_Texto para analizar_
6 Muchos hombres publican cada uno su misericordia; mas varón de verdad, ¿quién lo hallará?
Elk van de menigte der mensen roept zijn weldadigheid uit; maar wie zal een recht trouwen man vinden?
7 El justo que camina en su integridad, bienaventurados serán sus hijos después de él.
De rechtvaardige wandelt steeds in zijn oprechtheid; welgelukzalig zijn zijn kinderen na hem.
8 El rey que se sienta en el trono de juicio, con su mirar disipa todo mal.
Een koning, zittende op den troon des gerichts, verstrooit alle kwaad met zijn ogen.
9 ¿Quién podrá decir: Yo he limpiado mi corazón; limpio estoy de mi pecado?
Wie kan zeggen: Ik heb mijn hart gezuiverd, ik ben rein van mijn zonde?
10 Doble pesa y doble medida, abominación son al SEÑOR ambas cosas.
Tweeerlei weegsteen, tweeerlei efa is den HEERE een gruwel, ja die beide.
11 Aun el niño es conocido por sus obras, si su obra fuere limpia y recta.
Een jongen zal ook door zijn handelingen zich bekend maken, of zijn werk zuiver, en of het recht zal wezen.

_Filas de datos_
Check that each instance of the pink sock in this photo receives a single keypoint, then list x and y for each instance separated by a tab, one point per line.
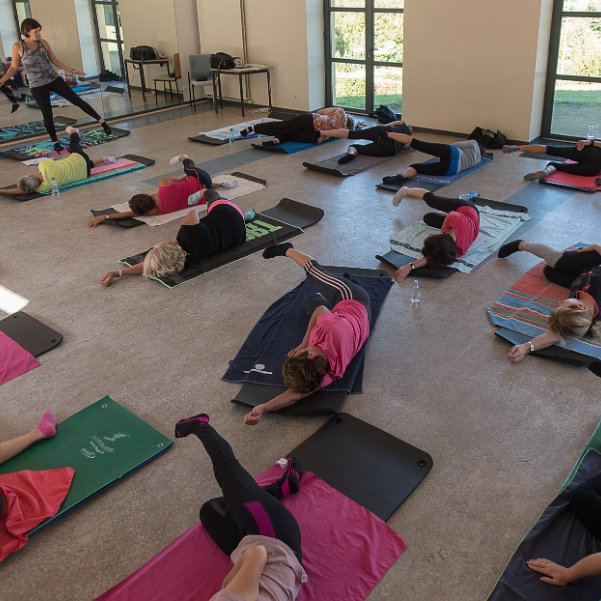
47	425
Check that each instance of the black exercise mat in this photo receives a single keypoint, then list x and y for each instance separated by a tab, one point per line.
24	131
30	333
366	464
360	163
260	233
45	148
559	535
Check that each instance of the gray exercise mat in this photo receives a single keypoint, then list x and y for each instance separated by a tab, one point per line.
366	464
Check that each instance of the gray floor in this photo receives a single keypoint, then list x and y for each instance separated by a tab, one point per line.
502	436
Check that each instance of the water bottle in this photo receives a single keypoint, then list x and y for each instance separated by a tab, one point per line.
416	293
54	188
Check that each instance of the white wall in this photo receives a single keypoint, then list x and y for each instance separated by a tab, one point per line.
469	63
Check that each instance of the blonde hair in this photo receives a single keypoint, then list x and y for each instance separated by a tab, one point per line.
570	321
166	258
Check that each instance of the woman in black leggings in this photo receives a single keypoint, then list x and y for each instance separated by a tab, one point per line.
249	523
586	153
39	60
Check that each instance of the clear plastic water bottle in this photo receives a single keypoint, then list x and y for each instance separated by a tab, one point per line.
55	190
416	293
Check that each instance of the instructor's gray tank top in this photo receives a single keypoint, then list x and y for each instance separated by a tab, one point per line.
40	70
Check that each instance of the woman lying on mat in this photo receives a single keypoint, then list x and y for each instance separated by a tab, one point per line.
39	60
302	128
222	229
380	146
250	523
586	153
454	158
585	502
576	316
333	337
74	167
459	228
174	193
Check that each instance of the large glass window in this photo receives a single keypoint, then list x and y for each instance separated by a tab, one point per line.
573	96
364	52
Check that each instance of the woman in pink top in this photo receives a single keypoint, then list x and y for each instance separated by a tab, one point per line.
333	337
459	228
250	523
174	193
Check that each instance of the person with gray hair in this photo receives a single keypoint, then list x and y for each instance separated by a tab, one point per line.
74	167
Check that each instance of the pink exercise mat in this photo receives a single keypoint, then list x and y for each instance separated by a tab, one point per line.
346	552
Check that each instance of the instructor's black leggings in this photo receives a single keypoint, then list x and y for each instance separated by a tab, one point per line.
42	97
588	159
586	504
245	508
201	175
335	288
441	203
296	129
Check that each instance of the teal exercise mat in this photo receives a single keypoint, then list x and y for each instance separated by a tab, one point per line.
260	233
45	148
29	333
22	131
368	465
103	442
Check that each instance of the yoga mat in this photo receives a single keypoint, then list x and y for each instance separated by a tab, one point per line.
103	443
360	163
31	129
246	185
580	183
282	326
29	333
364	463
346	551
125	164
558	535
45	148
14	359
526	306
260	233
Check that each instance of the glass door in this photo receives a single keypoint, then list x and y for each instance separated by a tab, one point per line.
364	53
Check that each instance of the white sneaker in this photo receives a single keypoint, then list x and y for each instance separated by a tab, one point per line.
396	199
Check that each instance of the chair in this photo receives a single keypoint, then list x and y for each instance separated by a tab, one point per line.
200	76
170	78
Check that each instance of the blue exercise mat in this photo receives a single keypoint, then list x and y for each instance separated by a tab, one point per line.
282	328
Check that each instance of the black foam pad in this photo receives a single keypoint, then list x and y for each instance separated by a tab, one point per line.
30	333
366	464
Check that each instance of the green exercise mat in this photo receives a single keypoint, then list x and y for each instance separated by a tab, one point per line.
103	443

_Tareas_
**A.** ¿Qué números de versículo aparecen en los versículos en español y neerlandés?
**B.** En los versículos en español y neerlandés, ¿con qué disipa todo mal el rey que se sienta en el trono de juicio?
**C.** Prosigue los versículos en español y neerlandés a partir del último versículo mostrado.
Las filas son un material independiente.

_Resultados por tarea_
**A.** 6, 7, 8, 9, 10 y 11.

**B.** Con su mirar.

**C.**
12 El oído que oye, y el ojo que ve; el SEÑOR hizo ambas cosas.
Een horend oor, en een ziend oog heeft de HEERE gemaakt, ja, die beide.
13 No ames el sueño, para que no te empobrezcas; abre tus ojos, y te saciarás de pan.
Heb den slaap niet lief, opdat gij niet arm wordt; open uw ogen, verzadig u met brood.
14 El que compra dice: Malo es, malo es; mas cuando se aparta, se alaba.
Het is kwaad, het is kwaad! zal de koper zeggen; maar als hij weggegaan is, dan zal hij zich beroemen.
15 Hay oro y multitud de piedras preciosas; mas los labios sabios son vaso precioso.
Goud is er, en menigte van robijnen; maar de lippen de wetenschap zijn een kostelijk kleinood.
16 Quítale su ropa al que salió por fiador del extraño; y tómale prenda al que fía la extraña.
Als iemand voor een vreemde borg geworden is, neem zijn kleed; en pand hem voor de onbekenden.
17 Sabroso es al hombre el pan de mentira; mas después su boca será llena de cascajo.
Het brood der leugen is den mens zoet; maar daarna zal zijn mond vol van zandsteentjes worden.
18 Los pensamientos con el consejo se ordenan; y con sabios consejos se hace la guerra.
Elke gedachte wordt door raad bevestigd, daarom voer oorlog met wijze raadslagen.
19 El que descubre el secreto, en chismes anda; no te entremetas, pues, con el que lisonjea con sus labios.
Die als een achterklapper wandelt, openbaart het heimelijke; vermeng u dan niet met hem, die met zijn lippen verlokt.
20 El que maldice a su padre o a su madre, su candela será apagada en oscuridad tenebrosa.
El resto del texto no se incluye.